Referring expression pointing data

--- START ---

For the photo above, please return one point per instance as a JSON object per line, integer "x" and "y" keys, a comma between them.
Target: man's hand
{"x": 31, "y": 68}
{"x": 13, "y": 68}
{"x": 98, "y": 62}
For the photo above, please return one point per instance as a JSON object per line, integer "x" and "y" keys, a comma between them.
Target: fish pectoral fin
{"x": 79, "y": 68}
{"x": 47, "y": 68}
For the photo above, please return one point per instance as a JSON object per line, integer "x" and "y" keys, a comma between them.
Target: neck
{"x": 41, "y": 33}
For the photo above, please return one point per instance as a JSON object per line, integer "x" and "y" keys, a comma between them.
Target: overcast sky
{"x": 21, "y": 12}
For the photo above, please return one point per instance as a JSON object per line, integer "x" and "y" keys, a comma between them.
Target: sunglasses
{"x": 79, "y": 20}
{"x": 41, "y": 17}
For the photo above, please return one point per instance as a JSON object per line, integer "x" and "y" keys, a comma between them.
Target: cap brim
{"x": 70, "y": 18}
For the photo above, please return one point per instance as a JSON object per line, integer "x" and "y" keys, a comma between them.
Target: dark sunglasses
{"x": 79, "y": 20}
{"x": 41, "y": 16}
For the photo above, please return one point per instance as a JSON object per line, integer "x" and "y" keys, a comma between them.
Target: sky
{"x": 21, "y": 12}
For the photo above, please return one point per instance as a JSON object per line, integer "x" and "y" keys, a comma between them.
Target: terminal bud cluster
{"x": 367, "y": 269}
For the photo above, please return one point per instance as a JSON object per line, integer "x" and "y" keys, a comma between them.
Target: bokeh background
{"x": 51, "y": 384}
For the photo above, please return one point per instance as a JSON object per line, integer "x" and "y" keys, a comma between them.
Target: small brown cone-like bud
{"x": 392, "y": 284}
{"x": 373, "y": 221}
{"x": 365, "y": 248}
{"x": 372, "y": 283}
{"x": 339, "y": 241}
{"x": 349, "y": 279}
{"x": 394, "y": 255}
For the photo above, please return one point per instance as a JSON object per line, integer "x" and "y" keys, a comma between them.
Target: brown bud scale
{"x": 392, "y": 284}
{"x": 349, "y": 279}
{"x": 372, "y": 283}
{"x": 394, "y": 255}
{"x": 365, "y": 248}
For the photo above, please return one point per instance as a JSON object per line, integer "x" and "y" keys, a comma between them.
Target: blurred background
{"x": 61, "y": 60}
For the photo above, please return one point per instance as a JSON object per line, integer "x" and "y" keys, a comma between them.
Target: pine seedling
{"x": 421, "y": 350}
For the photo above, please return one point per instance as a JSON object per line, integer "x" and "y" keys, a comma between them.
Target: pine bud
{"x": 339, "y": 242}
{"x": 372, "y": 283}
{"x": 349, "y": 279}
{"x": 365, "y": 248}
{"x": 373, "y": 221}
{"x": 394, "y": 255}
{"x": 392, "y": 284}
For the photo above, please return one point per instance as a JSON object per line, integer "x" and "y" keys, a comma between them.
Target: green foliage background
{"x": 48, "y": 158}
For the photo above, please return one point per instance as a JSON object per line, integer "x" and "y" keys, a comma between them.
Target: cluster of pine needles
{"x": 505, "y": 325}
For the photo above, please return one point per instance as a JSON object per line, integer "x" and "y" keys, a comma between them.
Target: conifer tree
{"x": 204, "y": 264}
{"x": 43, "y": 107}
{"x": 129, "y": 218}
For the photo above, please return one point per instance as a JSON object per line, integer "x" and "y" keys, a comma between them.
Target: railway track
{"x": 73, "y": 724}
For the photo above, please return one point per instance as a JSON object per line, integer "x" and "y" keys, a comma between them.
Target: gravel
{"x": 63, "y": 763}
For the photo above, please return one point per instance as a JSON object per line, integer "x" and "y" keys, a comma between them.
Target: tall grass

--- END ---

* EXERCISE PROMPT *
Each line of the data is to be output exactly, with none skipped.

* SOLUTION FOR THIS EXERCISE *
For the photo above, please return one point per instance as a JSON object per line, integer "x" and "y" keys, a comma between them.
Target: man's hand
{"x": 31, "y": 68}
{"x": 13, "y": 68}
{"x": 98, "y": 62}
For the photo above, please return one point per instance as a JSON object per line, integer "x" and "y" keys, a comma between them.
Target: fish pectoral fin
{"x": 79, "y": 68}
{"x": 47, "y": 68}
For the photo above, please return one point per instance as a JSON object per line, integer "x" and "y" keys, a comma between them.
Target: neck
{"x": 41, "y": 33}
For the photo above, please return one point per instance as a JSON object per line, integer "x" and "y" keys, a comma between them.
Target: overcast sky
{"x": 21, "y": 12}
For the photo above, please return one point per instance as a JSON object per line, integer "x" and "y" keys, a comma between them.
Target: sunglasses
{"x": 79, "y": 20}
{"x": 41, "y": 17}
For the photo above, please return one point per instance as a JSON object per line, integer "x" and "y" keys, a comma between them.
Target: cap brim
{"x": 70, "y": 18}
For the photo above, please return one point per instance as a JSON object per line, integer "x" and "y" keys, a comma between them.
Target: dark sunglasses
{"x": 79, "y": 20}
{"x": 41, "y": 16}
For the photo above, please return one point per instance as a JSON object per line, integer "x" and "y" keys, a comma between them.
Target: sky
{"x": 21, "y": 12}
For the photo above, please return one point per instance as a JSON object per line, integer "x" and "y" keys, a comma between them.
Target: terminal bud cluster
{"x": 367, "y": 269}
For the photo above, please return one point per instance as a JSON object per line, integer "x" and "y" keys, a comma between them.
Target: bokeh background
{"x": 51, "y": 384}
For the photo above, please return one point per instance as a JSON object per line, integer "x" and "y" keys, a comma between them.
Target: small brown cone-like bud
{"x": 392, "y": 284}
{"x": 373, "y": 221}
{"x": 365, "y": 248}
{"x": 372, "y": 283}
{"x": 339, "y": 241}
{"x": 349, "y": 279}
{"x": 394, "y": 255}
For the photo above, please return one point per instance as a JSON object per line, integer "x" and "y" keys, a comma between them.
Target: brown bud scale
{"x": 392, "y": 284}
{"x": 349, "y": 279}
{"x": 372, "y": 283}
{"x": 394, "y": 255}
{"x": 365, "y": 248}
For the photo above, please return one point per instance as a JSON object per line, integer "x" and "y" keys, a comma between them.
Target: blurred background
{"x": 61, "y": 60}
For the photo above, please return one point per instance as a JSON object per line, integer "x" and "y" keys, a comma between them.
Target: pine seedling
{"x": 421, "y": 350}
For the photo above, please return one point per instance as a JSON object per line, integer "x" and "y" keys, a comma between them.
Target: pine bud
{"x": 339, "y": 242}
{"x": 372, "y": 283}
{"x": 349, "y": 279}
{"x": 365, "y": 248}
{"x": 373, "y": 221}
{"x": 394, "y": 255}
{"x": 392, "y": 284}
For the photo above, please return one point per instance as a JSON object per line, integer "x" and "y" keys, a comma between them.
Target: green foliage background
{"x": 48, "y": 158}
For the photo above, please return one point per instance as a JSON object per line, integer "x" and "y" keys, a comma between them.
Target: cluster of pine needles
{"x": 505, "y": 325}
For the photo above, please return one point per instance as a JSON object per line, integer "x" and "y" keys, a comma between them.
Target: conifer tree
{"x": 204, "y": 264}
{"x": 43, "y": 107}
{"x": 129, "y": 218}
For the photo above, please return one point per instance as a JSON object per line, integer "x" and "y" keys, a comma between them.
Target: railway track
{"x": 73, "y": 724}
For the photo above, please return one point per instance as a JSON object per line, integer "x" and "y" keys, a comma between them.
Target: gravel
{"x": 63, "y": 763}
For the photo above, please return one point per instance as a JSON object per line, integer "x" and "y" keys, a comma between them.
Target: tall grass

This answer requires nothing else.